### WHAT YOU WILL DO:
Convert the records below into a two-column CSV with the header text,answer. Write one row per record, put each field in double quotes, and replace every line break with a space.

— Begin PROVIDED MATERIAL —

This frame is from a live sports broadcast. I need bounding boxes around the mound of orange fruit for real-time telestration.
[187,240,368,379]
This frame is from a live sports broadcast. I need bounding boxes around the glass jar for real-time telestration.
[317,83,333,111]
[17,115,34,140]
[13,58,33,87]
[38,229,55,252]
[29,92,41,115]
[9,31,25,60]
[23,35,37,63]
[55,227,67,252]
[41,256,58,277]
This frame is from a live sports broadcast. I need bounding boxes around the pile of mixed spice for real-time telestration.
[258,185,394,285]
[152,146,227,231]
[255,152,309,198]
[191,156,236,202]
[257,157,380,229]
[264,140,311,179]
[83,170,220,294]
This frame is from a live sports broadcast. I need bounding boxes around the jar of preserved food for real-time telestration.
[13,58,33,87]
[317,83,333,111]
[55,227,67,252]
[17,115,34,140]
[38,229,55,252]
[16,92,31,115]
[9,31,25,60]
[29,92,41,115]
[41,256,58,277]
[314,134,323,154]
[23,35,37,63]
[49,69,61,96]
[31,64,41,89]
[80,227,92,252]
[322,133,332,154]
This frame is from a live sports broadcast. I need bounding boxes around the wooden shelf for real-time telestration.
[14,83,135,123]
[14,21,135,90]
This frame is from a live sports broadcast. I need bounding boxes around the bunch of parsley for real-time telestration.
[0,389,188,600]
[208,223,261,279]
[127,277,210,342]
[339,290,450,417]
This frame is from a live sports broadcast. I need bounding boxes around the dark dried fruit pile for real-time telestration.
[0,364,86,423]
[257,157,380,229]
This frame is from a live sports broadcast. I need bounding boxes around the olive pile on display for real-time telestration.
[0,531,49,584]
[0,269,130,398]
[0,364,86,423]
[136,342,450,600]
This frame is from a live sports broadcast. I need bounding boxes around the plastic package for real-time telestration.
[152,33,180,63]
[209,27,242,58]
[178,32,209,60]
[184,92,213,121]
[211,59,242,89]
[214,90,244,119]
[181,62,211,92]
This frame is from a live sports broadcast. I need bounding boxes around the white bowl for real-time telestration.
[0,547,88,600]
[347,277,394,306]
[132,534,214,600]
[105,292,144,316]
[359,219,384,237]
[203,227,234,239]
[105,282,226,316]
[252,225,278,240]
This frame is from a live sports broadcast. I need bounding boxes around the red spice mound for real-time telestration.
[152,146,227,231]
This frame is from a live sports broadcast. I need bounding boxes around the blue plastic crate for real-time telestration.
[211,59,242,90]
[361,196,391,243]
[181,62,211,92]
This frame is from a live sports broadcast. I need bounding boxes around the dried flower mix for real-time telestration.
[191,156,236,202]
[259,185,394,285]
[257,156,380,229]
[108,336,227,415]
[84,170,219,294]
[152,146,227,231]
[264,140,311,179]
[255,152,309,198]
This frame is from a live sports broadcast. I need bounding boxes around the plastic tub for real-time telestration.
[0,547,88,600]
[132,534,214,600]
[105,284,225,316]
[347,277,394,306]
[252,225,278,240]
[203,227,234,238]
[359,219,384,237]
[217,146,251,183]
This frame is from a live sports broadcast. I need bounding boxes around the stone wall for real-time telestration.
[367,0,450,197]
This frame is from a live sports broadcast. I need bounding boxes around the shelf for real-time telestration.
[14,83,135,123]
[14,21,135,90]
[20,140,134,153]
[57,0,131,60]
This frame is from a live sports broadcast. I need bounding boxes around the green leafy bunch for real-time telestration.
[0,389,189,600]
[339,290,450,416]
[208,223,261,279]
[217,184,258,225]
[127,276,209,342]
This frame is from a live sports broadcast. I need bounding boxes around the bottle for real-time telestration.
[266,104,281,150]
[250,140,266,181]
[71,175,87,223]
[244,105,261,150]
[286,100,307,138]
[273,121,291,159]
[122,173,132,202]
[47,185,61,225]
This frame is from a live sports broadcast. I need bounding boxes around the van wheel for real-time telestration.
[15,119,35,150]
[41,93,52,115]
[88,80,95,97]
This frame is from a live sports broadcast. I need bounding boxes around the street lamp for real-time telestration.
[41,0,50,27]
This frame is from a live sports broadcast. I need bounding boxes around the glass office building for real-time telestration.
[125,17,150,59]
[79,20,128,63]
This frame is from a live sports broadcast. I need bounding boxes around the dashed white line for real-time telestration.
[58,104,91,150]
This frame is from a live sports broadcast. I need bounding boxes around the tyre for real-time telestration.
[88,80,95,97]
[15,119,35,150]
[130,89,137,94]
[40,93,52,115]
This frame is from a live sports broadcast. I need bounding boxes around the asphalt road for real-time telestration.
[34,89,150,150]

— End PROVIDED MATERIAL —

### TASK RESPONSE:
text,answer
"This frame is from a live sports broadcast. I need bounding boxes around the mound of orange fruit for real-time telestration.","[187,240,368,379]"
"This frame is from a live sports broadcast. I need bounding boxes around the glass jar for real-time telestration.","[317,83,333,111] [17,115,34,140] [13,58,33,87] [38,229,55,252] [29,92,41,115] [9,31,25,60] [23,35,37,63] [55,227,67,252] [41,256,58,277]"
"This frame is from a live sports broadcast. I need bounding boxes around the pile of mixed spice for real-time telestration.","[258,185,394,285] [152,146,227,231] [255,152,309,198] [191,156,236,202] [257,157,380,229] [264,140,311,179] [83,170,220,294]"
"This frame is from a live sports broadcast. I need bounding boxes around the jar of preserved food for real-time telestration.","[13,58,33,87] [317,83,333,111] [55,227,67,252] [17,115,34,140] [38,229,55,252] [16,92,31,115] [9,31,25,60] [29,92,41,115] [41,256,58,277] [314,134,323,154] [23,35,37,63] [49,69,61,96] [31,64,41,89] [80,227,92,252] [322,133,332,154]"
"This frame is from a live sports broadcast. I need bounding boxes around the wooden shelf for real-time telestration.","[14,83,135,123] [14,21,135,90]"
"This frame is from a live sports broadcast. I need bounding boxes around the bunch of parsley for real-time telestration.","[0,389,188,600] [208,223,261,279] [127,277,210,342] [339,290,450,417]"
"This frame is from a live sports broadcast. I need bounding boxes around the dark dried fruit pile for real-time telestration.","[0,364,86,423] [257,157,380,229]"
"This frame is from a live sports broadcast. I need bounding boxes around the olive pile on display for real-time telestration.","[0,531,49,584] [0,269,130,398] [0,364,86,423] [136,342,450,600]"
"This frame is from a live sports broadcast. I need bounding boxes around the plastic package for real-time telestration.","[152,33,180,63] [209,27,242,58] [178,32,209,60] [184,92,213,121] [211,59,242,89] [214,90,244,119] [181,62,211,92]"
"This frame is from a live sports broadcast. I need bounding boxes around the white bowl for real-time telestration.","[0,547,88,600] [347,277,394,306] [132,534,214,600] [105,292,144,316] [359,219,384,237] [203,227,234,239] [105,282,226,316] [252,225,278,240]"
"This frame is from a live sports broadcast. I need bounding boxes around the red spice mound for real-time telestration.","[152,146,227,231]"
"This frame is from a live sports broadcast. I need bounding boxes around the blue plastic crate for real-time telestration.","[211,59,242,90] [361,196,391,243] [181,62,211,92]"
"This frame is from a live sports broadcast. I need bounding boxes around the dried flower mix for real-time telestration.","[191,156,236,202] [259,185,394,285] [257,156,380,229] [108,336,227,415] [84,170,219,294] [152,146,227,231] [264,140,311,179] [255,152,309,198]"
"This frame is from a live sports broadcast. I need bounding boxes around the plastic tub for real-time telestration.","[0,547,88,600] [132,534,214,600] [105,284,225,316] [347,277,394,306] [252,225,278,240] [203,227,234,238] [359,219,384,237] [217,146,251,183]"
"This frame is from a live sports broadcast. I need bounding boxes around the stone wall for real-time telestration.","[367,0,450,197]"
"This frame is from a live sports broadcast. I need bounding boxes around the shelf for real-time telestration.","[14,83,135,123] [14,21,135,90] [20,140,134,153] [57,0,131,60]"
"This frame is from a live sports broadcast. I need bounding boxes around the green leafy bunch for real-time telestration.","[0,389,189,600] [339,290,450,416] [208,223,261,279] [217,184,258,225] [127,276,209,342]"
"This frame is from a live sports broadcast. I need bounding boxes around the bottle for real-time telestration.","[266,104,281,150] [250,140,266,181] [71,175,87,223] [244,105,261,150] [286,100,307,138] [273,121,291,159] [122,173,132,202] [47,185,61,225]"
"This frame is from a live sports broadcast. I need bounding boxes around the van wheel for real-time telestration.","[15,119,35,150] [41,93,52,115] [88,80,95,97]"
"This frame is from a live sports broadcast. I need bounding boxes around the street lamp for real-time telestration.","[41,0,50,27]"
"This frame is from a live sports broadcast. I need bounding boxes around the glass office building for real-time telestration.","[125,17,150,59] [79,20,128,63]"
"This frame is from a live sports broadcast. I need bounding boxes around the dashed white line for real-time telestration.","[58,104,91,150]"
"This frame is from a live sports broadcast. I need bounding boxes around the tyre for real-time telestration.","[88,80,95,97] [15,119,35,150] [130,89,137,94] [40,93,52,115]"
"This frame is from a live sports broadcast. I need bounding boxes around the asphalt road for real-time telestration.","[34,89,150,150]"